**Goal 1**
In the records, take the part that opens with the line containing "of the brown" and runs through the end of the records, and rewrite it with "brown horse" changed to "chestnut horse" wherever it appears. Return only those lines, with nothing else altered.

This is the Friday, September 2 edition of Market to Market. the Weekly Journal of Rural America.


Hello. I’m Paul Yeager.

Have the warnings about a looming recession entered the Chicken Little stage? Or is the assessment of rising interest rates, inflation and supply chain challenges expert-level news?

After July’s 526,000 new jobs, the market appeared to cool with a robust 315,000 jobs created in August.

Despite the number, the unemployment rate rose 0.2 of a point to 3.7 percent - as those without a job got back in the game.

Orders for factory goods rode lower by one percent in July on the back of a decline in aircraft sales.

Core capital goods, which are used to calculate business equipment spending in the gross domestic product report, increased 0.5 percent.

The Creighton University Mid-America Index declined to 55.5. A labor shortage and supply chain disruptions were listed as the big factors precipitating the drop in the nine states surveyed for the index.

Death Valley hit 130 degrees on August 16h. This weekend, the temps are forecast to be 120 or higher.

In parts of the East, clean up continues after high water from record rainfall rushed through towns and farm fields.

Josh Buettner has this week’s coverage.

This week, the aftermath of heavy rains and flash flooding in Mississippi prompted presidential approval of Governor Tate Reeves emergency declaration – unleashing federal assistance alongside state response efforts. 

Potable and non-potable water was distributed to the over 150,000 residents of Jackson already reeling from long-standing infrastructure issues – including a boil notice in place since July - after tests found cloudy city water could lead to health problems.

Gov. Tate Reeves/R-Mississippi: “As we as we work to fix the problems inside the plant, we are hopeful that we were able to be able to increase the quantity of the water, which will ultimately get the tanks more full, and ultimately lead to a scenario in which we can do the proper testing and actually produce clean water.”

Failures at one of two water-treatment plants plagued the capitol city with low water pressure – inhibiting showers, toilets and firefighting efforts.

The Pearl River crested just over 35 feet Monday, as farmers in neighboring Madison County saw corn, soybean and cotton crops devastated just weeks before harvest.  One producer says damage estimates for one of his better yields are in limbo as floodwaters loiter.

Cody Parker/Madison County, Mississippi:  “Before it was over with, you couldn’t hardly tell it was a cotton field.  Nothing but water.  And then we looked up and you see a deer swimming across the top of it.”

Elsewhere around the nation, flash-flooding and damaging winds in Michigan, Indiana and Virginia are blamed for the deaths of three people, including two children.  Hundreds of thousands of homes and businesses also were left without power.

And in drought-stricken California, firefighters are battling two blazes in rural areas of Los Angeles and San Diego counties, prompting evacuations in the midst of a scorching heat wave that could bring triple-digit highs through Labor Day.

**Goal 2**
According to the news broadcast, what did the unemployment rate rise to in August?

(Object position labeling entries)

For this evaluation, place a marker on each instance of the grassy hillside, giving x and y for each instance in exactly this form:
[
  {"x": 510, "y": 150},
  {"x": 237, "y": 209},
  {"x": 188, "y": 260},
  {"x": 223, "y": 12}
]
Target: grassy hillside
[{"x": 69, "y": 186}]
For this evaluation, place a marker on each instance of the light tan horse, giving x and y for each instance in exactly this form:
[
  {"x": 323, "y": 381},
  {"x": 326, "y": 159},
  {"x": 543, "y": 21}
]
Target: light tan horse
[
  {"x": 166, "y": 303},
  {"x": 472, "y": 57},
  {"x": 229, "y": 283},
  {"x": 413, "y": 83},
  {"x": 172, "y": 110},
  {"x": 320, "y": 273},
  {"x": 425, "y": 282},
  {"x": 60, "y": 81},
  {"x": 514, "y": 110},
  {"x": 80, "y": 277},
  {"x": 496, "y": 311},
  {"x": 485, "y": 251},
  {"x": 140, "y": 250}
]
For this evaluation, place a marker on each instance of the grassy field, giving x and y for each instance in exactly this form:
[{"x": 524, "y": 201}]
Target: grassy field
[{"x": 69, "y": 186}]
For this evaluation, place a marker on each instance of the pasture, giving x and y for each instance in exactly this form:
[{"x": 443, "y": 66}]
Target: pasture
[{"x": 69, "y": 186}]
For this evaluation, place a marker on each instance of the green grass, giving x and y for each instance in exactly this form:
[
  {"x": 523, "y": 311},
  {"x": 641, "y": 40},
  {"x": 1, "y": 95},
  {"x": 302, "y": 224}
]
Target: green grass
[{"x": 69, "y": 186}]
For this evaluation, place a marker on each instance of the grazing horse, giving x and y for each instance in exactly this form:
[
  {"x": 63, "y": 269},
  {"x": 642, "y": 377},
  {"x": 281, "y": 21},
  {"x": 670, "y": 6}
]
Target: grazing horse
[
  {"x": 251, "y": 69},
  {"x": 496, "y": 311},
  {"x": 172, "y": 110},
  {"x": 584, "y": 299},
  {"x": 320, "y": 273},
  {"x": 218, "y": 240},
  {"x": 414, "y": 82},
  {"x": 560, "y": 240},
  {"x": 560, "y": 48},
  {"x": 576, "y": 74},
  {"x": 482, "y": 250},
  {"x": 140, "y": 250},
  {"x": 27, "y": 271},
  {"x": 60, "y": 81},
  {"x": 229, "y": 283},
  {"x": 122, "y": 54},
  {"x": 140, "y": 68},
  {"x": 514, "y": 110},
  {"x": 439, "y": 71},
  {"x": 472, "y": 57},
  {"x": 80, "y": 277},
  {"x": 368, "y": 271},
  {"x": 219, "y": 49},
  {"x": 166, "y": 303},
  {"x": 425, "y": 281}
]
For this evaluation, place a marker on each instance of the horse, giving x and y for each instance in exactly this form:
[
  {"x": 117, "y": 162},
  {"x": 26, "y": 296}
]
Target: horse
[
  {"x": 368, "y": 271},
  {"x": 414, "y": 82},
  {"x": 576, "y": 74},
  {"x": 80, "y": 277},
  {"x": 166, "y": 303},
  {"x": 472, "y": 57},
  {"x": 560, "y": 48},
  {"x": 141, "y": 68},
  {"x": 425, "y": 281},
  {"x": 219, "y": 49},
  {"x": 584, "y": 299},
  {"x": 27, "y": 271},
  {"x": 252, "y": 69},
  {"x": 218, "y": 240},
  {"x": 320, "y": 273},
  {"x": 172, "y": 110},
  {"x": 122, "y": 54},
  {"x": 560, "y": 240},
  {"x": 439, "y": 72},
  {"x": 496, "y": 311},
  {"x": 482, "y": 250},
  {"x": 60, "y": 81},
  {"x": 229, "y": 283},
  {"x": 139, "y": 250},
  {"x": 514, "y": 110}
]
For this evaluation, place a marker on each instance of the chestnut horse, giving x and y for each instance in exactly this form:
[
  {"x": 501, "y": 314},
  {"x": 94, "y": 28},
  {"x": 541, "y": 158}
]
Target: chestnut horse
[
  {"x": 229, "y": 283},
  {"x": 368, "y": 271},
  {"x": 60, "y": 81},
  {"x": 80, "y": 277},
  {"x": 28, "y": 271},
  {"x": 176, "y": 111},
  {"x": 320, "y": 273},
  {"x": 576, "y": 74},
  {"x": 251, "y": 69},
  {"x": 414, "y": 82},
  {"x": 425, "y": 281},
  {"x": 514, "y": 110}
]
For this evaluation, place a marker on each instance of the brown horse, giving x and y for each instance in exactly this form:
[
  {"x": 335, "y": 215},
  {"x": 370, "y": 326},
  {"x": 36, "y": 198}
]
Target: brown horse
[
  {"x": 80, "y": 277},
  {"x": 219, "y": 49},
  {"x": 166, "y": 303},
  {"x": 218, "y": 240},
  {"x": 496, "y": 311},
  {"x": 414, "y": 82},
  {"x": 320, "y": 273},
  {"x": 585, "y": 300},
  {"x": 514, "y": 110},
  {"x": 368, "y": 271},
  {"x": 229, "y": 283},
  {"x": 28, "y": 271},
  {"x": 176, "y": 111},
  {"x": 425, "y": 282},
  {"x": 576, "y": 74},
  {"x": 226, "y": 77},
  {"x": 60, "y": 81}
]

**Finished answer 1**
For this evaluation, place a marker on each instance of the chestnut horse, giving x and y for each instance in exactly this form:
[
  {"x": 335, "y": 215},
  {"x": 370, "y": 326},
  {"x": 36, "y": 198}
]
Target: chestnut horse
[
  {"x": 80, "y": 277},
  {"x": 219, "y": 49},
  {"x": 166, "y": 303},
  {"x": 218, "y": 240},
  {"x": 496, "y": 311},
  {"x": 414, "y": 82},
  {"x": 320, "y": 273},
  {"x": 585, "y": 300},
  {"x": 514, "y": 110},
  {"x": 368, "y": 271},
  {"x": 229, "y": 283},
  {"x": 28, "y": 271},
  {"x": 176, "y": 111},
  {"x": 425, "y": 282},
  {"x": 576, "y": 74},
  {"x": 226, "y": 77},
  {"x": 60, "y": 81}
]

**Finished answer 2**
3.7 percent